▶ **Set task**:
Which lines in the records below contain the word "shirt"? List each of those lines in full.

-------------------------

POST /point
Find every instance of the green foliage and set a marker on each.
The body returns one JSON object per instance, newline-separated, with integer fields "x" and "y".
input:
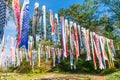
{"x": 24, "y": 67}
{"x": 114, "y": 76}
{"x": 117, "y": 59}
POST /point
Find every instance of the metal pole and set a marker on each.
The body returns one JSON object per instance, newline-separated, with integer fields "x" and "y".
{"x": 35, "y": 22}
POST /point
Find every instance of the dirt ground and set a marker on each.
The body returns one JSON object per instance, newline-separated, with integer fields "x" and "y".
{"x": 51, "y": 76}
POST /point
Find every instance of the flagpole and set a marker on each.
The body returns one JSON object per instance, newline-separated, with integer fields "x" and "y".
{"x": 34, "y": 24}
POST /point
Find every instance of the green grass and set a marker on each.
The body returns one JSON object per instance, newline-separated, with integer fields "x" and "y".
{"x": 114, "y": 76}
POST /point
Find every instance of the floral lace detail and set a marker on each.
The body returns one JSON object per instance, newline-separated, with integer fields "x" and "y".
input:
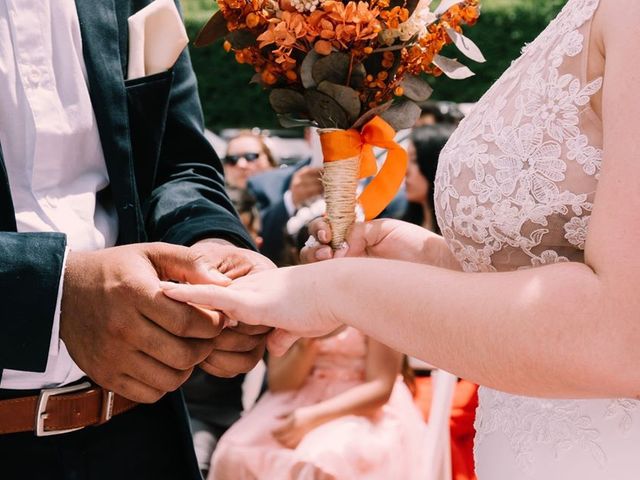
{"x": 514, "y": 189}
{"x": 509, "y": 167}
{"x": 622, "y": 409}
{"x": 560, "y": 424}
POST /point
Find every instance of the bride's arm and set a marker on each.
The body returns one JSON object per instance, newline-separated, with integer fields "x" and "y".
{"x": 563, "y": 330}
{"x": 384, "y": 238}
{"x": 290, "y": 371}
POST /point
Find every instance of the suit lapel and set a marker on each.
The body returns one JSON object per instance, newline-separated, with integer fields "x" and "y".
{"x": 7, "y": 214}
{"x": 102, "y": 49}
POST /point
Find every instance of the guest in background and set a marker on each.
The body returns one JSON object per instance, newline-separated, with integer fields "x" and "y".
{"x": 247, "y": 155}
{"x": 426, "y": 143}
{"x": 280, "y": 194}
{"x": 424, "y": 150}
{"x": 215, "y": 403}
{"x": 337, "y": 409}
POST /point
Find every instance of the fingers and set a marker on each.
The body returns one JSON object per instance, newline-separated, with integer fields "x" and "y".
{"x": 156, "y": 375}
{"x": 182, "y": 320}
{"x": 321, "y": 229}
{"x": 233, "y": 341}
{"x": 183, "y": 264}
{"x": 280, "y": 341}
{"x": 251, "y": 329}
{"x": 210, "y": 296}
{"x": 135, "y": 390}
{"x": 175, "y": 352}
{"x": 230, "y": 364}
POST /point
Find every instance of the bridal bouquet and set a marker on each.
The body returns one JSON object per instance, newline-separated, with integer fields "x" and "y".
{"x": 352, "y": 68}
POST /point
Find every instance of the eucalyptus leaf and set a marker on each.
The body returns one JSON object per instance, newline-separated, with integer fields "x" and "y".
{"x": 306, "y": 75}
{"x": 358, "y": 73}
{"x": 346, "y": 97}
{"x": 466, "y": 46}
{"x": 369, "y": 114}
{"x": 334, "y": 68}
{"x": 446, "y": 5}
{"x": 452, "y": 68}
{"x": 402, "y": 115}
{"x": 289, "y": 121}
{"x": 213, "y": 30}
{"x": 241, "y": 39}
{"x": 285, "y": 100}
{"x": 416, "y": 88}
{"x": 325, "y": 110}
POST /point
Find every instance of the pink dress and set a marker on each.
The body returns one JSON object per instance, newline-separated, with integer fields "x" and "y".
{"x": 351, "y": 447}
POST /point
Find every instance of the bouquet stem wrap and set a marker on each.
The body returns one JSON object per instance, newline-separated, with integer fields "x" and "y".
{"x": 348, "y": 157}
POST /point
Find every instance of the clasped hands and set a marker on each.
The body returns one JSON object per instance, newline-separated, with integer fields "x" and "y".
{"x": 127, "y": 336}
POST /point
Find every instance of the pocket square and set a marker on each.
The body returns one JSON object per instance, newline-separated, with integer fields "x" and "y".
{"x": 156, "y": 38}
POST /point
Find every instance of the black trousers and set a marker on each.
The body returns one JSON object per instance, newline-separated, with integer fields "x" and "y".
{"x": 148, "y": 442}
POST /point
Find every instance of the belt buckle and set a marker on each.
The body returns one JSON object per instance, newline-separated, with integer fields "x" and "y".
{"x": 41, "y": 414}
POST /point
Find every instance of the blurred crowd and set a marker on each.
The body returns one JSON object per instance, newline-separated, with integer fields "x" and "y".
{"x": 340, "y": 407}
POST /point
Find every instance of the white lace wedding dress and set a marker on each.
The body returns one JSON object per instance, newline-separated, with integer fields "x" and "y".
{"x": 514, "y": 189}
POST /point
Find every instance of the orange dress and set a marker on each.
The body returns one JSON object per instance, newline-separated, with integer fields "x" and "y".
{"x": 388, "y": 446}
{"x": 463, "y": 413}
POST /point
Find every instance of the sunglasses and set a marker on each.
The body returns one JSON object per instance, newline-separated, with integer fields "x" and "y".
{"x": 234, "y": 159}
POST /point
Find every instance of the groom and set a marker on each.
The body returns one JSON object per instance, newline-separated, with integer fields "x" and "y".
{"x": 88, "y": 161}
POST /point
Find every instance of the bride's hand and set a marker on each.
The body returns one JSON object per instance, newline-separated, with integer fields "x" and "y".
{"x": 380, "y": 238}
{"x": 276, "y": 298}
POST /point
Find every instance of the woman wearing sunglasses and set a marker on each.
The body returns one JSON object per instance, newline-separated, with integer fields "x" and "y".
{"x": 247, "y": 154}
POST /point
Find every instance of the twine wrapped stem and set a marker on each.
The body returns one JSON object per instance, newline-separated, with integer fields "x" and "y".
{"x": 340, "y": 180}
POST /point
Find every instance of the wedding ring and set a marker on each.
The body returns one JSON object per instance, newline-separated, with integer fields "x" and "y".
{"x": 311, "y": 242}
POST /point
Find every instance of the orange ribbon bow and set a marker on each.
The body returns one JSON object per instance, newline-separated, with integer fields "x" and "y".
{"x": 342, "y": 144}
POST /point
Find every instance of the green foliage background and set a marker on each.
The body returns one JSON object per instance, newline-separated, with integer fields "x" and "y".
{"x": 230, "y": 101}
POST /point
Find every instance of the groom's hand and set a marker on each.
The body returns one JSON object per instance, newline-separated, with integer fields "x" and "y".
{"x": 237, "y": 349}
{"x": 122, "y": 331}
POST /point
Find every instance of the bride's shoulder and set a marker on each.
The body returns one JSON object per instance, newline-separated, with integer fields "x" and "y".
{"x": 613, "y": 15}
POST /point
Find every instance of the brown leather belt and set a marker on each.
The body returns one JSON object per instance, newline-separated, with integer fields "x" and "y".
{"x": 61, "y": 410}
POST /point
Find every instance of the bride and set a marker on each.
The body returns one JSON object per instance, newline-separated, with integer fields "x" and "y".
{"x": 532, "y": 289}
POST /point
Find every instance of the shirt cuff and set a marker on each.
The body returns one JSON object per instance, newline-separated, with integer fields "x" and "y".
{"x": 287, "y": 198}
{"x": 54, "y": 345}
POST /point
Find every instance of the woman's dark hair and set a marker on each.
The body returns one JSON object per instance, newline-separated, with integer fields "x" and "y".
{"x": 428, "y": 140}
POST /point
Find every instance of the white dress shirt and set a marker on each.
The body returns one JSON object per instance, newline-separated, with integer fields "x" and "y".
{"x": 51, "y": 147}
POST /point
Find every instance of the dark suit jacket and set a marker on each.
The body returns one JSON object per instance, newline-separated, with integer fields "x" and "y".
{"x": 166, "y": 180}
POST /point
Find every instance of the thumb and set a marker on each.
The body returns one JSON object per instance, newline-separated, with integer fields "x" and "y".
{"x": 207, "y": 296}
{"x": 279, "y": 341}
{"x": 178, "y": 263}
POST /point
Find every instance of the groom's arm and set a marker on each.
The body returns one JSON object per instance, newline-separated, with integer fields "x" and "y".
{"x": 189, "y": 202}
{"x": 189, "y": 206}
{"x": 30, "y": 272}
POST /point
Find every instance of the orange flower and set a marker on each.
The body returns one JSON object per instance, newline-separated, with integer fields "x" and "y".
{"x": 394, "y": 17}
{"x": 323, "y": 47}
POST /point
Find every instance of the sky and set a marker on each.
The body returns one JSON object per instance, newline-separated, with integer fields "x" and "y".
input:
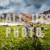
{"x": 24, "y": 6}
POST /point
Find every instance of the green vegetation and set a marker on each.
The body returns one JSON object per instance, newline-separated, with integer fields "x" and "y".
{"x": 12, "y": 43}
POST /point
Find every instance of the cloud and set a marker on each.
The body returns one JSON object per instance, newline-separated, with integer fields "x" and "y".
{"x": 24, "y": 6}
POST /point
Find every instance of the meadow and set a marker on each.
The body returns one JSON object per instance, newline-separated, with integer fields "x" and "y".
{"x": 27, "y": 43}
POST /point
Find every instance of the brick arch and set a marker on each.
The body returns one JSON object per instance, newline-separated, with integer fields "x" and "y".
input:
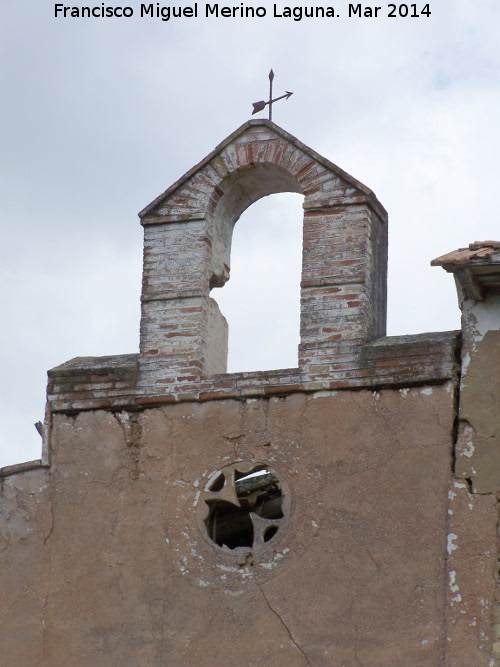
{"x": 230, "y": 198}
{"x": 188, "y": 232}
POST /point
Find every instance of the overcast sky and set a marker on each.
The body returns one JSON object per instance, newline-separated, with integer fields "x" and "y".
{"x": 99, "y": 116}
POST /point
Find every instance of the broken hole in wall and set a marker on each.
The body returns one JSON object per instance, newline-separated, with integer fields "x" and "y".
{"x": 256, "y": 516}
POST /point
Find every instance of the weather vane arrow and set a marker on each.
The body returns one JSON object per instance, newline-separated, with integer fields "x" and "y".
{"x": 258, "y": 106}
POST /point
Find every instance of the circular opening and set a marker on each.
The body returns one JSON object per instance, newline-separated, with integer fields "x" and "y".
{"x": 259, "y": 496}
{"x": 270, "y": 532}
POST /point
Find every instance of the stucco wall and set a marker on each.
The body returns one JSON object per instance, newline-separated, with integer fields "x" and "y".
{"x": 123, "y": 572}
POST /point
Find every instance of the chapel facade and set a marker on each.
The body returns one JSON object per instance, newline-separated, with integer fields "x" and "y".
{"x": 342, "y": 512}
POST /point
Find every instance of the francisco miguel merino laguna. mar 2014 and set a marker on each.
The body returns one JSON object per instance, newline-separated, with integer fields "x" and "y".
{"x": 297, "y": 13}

-------------------------

▶ **Exercise result**:
Find every instance of the shirt cuff and set a marker on each.
Find every instance of the white dress shirt and set a marker on each.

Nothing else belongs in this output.